___ RECORDS TO PROCESS
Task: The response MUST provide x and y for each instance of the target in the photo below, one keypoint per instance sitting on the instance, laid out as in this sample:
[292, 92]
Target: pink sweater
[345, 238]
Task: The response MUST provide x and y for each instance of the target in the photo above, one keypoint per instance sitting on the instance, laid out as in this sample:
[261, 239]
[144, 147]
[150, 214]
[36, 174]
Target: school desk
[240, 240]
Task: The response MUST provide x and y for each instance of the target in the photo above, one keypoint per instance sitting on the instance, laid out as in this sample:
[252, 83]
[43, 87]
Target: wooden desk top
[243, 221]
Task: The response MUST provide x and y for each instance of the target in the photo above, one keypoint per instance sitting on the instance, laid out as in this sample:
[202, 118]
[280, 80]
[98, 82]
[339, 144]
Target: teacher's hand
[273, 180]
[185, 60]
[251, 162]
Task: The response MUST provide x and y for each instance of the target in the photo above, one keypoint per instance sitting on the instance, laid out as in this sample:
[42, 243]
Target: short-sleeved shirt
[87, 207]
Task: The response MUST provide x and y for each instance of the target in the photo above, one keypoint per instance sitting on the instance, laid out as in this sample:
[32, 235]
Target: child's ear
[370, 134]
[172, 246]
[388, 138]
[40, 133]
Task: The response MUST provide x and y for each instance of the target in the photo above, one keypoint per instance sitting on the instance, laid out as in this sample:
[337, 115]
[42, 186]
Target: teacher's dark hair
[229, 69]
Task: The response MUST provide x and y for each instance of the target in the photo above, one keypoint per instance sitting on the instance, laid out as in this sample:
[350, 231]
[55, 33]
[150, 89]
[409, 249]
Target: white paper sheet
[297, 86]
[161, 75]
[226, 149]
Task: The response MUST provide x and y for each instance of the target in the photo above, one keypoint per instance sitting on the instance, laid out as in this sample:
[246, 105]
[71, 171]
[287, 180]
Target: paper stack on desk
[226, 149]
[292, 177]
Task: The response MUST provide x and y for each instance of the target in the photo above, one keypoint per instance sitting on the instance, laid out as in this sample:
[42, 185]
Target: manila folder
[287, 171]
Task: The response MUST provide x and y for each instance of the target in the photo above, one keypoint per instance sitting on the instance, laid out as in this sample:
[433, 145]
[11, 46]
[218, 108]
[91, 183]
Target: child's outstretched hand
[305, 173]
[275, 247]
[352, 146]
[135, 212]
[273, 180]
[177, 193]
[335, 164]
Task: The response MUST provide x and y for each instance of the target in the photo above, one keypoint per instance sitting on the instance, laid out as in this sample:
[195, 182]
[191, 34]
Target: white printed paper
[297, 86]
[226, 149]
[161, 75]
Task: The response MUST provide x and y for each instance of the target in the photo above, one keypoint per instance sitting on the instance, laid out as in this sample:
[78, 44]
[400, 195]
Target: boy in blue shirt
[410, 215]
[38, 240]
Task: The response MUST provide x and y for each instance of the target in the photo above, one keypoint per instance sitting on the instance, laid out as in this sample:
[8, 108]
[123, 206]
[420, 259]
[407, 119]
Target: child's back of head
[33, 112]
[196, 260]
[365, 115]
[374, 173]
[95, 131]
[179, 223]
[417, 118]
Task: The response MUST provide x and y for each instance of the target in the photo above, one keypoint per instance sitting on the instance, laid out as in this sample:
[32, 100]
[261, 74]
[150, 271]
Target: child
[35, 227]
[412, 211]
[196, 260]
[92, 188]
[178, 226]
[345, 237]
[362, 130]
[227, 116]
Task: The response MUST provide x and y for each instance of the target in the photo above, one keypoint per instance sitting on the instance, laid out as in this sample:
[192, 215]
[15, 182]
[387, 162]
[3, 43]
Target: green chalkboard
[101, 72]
______
**SHORT TASK**
Output each entry precisely as given.

**COMPLETE RESPONSE**
Task: The response MUST provide x and y for each instance of the target in the photo below, one keypoint per instance sitting on the instance, laid out as in this sample:
[292, 92]
Target: pink sweater
[345, 238]
Task: The response MUST provide x and y for each instance of the target in the photo above, one keypoint per instance sitting on the instance, laid out as in this sample:
[261, 239]
[144, 147]
[150, 214]
[36, 174]
Target: school desk
[240, 240]
Task: The response MUST provide x and y for each instance of the target in the photo above, one keypoint per instance sitting on the instance, laid out as in this sample:
[252, 83]
[43, 87]
Target: wooden desk top
[243, 221]
Task: The response MUST provide x and y for each instance of the target in the photo above, one keypoint per instance sitting on the instance, laid out as in this sample:
[202, 118]
[280, 80]
[98, 82]
[339, 144]
Target: teacher's hand
[273, 180]
[185, 60]
[251, 162]
Task: The response MUST provide x and y for each instance of the target in the photo above, one keypoint per instance sitting on the instance, laid out as in this sample:
[42, 243]
Target: short-sleeved shirt
[87, 207]
Task: The response MUST provide x and y for each instance of the target in the photo above, one keypoint per instance sitting on the instance, laid out as in this sample:
[32, 235]
Target: child's ear
[370, 134]
[172, 246]
[388, 138]
[40, 133]
Task: The response MUST provide x and y for each instance of the target in the photo above, one keypoint per instance sitting on the instance, laid out as in this sample:
[337, 115]
[42, 186]
Target: teacher's dark hair
[229, 69]
Task: The response MUST provide x and y for each instance of the target in the photo above, one keypoint per instance sitting on the instance, laid out as in this sample:
[350, 231]
[55, 33]
[150, 89]
[409, 249]
Target: white paper sheet
[297, 86]
[161, 75]
[226, 149]
Task: The response MUST provide x and y for each instance of the target in the photo above, one keypoint per instance sitting on the instance, laid out as in this sample:
[246, 105]
[71, 171]
[287, 180]
Target: paper stack on desk
[226, 149]
[292, 177]
Task: The response MUST provide x and y for each instance of the target in the photo above, one keypoint per instance sitting on the instance, laid out as in this sample:
[42, 185]
Target: manila folder
[287, 171]
Task: The response MUST provide x and y for each instance of the target in the photo above, one keypoint per instance sitting on the instance, laid out as in this sample:
[433, 145]
[11, 46]
[218, 108]
[91, 183]
Target: child's outstretched hand
[305, 173]
[275, 247]
[352, 146]
[135, 212]
[273, 180]
[177, 193]
[335, 164]
Task: The response MUST provide x and y for each instance of the target in the photo above, one keypoint per instance sitting on the instance, laid out as in this sample:
[195, 182]
[191, 34]
Target: white printed paper
[297, 86]
[226, 149]
[161, 75]
Task: The response MUST provide x and y for each instance of the target in the photo above, one keypoint per instance sitting on the instance, laid out as in this sample:
[78, 44]
[400, 195]
Target: boy in blue shirt
[410, 215]
[38, 240]
Task: The response MUST provide x and y for each instance of the target in the photo above, one keypoint per instance sitting on the instance, laid out as in this sample:
[8, 108]
[123, 206]
[420, 259]
[407, 119]
Target: child's back of head
[33, 112]
[196, 260]
[365, 115]
[374, 173]
[95, 131]
[179, 223]
[417, 118]
Task: The response MUST provide x and y for each instance of the target in the photo above, one keypoint per instance sitting on the instance, laid out as in this sample:
[32, 100]
[261, 74]
[150, 271]
Target: child
[35, 227]
[412, 211]
[196, 260]
[92, 188]
[178, 226]
[345, 237]
[362, 130]
[227, 116]
Task: The response MUST provide x and y for each instance of the target in the photo above, one keypoint per instance sitting on the instance, laid out as in this sample:
[192, 215]
[15, 182]
[387, 162]
[3, 43]
Target: green chalkboard
[101, 72]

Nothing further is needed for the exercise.